▶ _EXERCISE BRIEF_:
Below are the rows. Copy them from the beginning through the line containing "x=1041, y=550", including the requests, but leave out the pictures. Scale every x and y coordinate in the answers by 0.9 and round each result to a whole number, rounding halves up.

[START]

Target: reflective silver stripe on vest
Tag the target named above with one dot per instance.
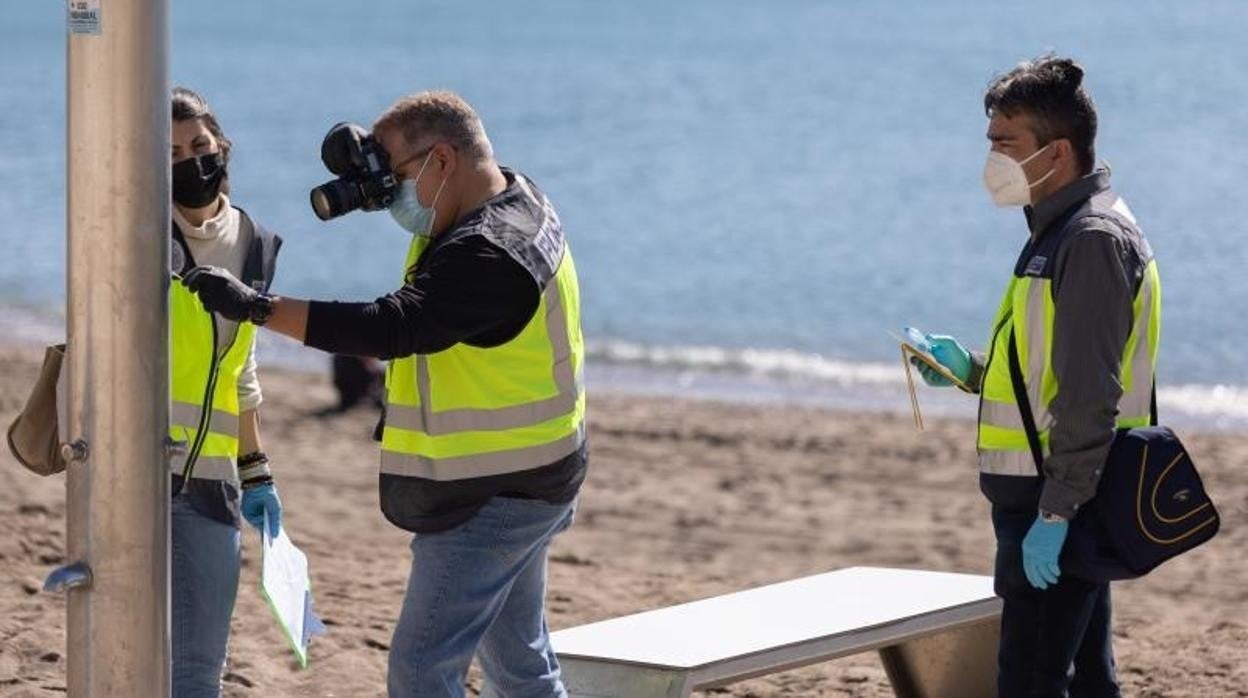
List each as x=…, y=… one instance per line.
x=568, y=383
x=187, y=415
x=1137, y=402
x=207, y=467
x=1004, y=415
x=1007, y=462
x=482, y=465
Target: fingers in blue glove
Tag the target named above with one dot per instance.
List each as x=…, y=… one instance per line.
x=930, y=376
x=1041, y=550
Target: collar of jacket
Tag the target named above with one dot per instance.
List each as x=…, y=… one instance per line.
x=1042, y=215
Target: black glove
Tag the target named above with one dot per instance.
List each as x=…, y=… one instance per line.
x=222, y=294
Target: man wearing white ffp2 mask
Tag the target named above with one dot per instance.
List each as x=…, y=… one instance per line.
x=1006, y=177
x=1078, y=327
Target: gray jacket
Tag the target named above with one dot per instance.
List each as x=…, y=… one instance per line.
x=1097, y=270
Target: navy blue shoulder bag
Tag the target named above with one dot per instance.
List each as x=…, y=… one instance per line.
x=1150, y=505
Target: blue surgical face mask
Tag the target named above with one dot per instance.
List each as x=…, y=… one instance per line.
x=407, y=210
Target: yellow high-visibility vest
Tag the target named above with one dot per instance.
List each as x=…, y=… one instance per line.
x=204, y=386
x=204, y=382
x=473, y=412
x=1027, y=311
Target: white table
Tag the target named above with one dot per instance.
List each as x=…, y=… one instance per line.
x=936, y=633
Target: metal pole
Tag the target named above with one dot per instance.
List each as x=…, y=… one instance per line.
x=117, y=480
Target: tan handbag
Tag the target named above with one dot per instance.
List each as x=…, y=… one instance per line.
x=33, y=436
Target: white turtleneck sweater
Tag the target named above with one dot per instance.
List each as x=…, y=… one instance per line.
x=220, y=242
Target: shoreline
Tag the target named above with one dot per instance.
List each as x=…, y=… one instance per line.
x=685, y=498
x=759, y=377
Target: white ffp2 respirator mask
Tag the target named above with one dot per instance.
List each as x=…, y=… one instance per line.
x=1006, y=180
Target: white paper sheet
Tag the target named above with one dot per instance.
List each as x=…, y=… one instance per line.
x=283, y=581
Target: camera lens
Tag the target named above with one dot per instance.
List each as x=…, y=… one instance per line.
x=335, y=197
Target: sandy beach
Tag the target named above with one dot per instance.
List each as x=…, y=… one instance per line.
x=684, y=500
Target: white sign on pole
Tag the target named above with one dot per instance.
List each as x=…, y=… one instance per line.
x=84, y=16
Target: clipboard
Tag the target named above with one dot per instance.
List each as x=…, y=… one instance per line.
x=915, y=346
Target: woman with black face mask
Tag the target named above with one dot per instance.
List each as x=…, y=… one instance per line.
x=216, y=396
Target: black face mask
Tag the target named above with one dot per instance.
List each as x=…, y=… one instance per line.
x=197, y=180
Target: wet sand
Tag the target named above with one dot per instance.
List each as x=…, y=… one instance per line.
x=684, y=500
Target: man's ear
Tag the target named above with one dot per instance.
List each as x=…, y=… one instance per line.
x=1063, y=150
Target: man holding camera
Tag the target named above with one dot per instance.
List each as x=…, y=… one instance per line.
x=483, y=442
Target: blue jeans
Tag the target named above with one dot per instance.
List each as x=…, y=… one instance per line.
x=481, y=588
x=205, y=561
x=1055, y=642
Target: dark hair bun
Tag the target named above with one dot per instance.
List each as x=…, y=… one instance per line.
x=1067, y=73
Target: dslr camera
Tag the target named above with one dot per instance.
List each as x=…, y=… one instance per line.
x=365, y=179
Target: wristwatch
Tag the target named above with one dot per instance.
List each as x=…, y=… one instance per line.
x=260, y=310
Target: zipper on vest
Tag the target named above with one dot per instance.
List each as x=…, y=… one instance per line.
x=992, y=350
x=206, y=406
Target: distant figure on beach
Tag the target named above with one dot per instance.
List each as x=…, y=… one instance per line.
x=215, y=400
x=358, y=380
x=1082, y=314
x=483, y=442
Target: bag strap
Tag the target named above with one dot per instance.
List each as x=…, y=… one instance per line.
x=1152, y=406
x=1028, y=421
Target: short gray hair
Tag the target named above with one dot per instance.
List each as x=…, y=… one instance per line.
x=438, y=114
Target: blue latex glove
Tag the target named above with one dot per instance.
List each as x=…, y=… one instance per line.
x=1041, y=548
x=951, y=355
x=260, y=500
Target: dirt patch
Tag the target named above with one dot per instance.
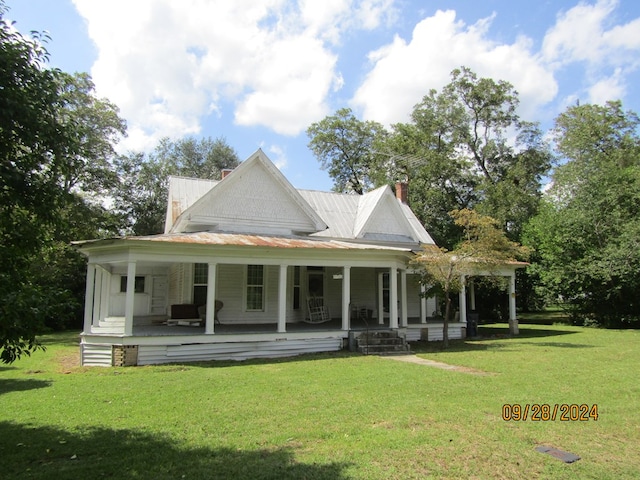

[END]

▶ _WRITTEN RESPONSE_:
Target: reflective silver stripe on vest
Tag the target named above with one dot per instance.
List each as x=…, y=… one instance per line.
x=511, y=345
x=168, y=374
x=1023, y=362
x=186, y=420
x=904, y=374
x=906, y=416
x=434, y=419
Target: fingers in blue glove
Tag the target named above with one dot per instance.
List each as x=…, y=… one instance per line.
x=837, y=338
x=937, y=495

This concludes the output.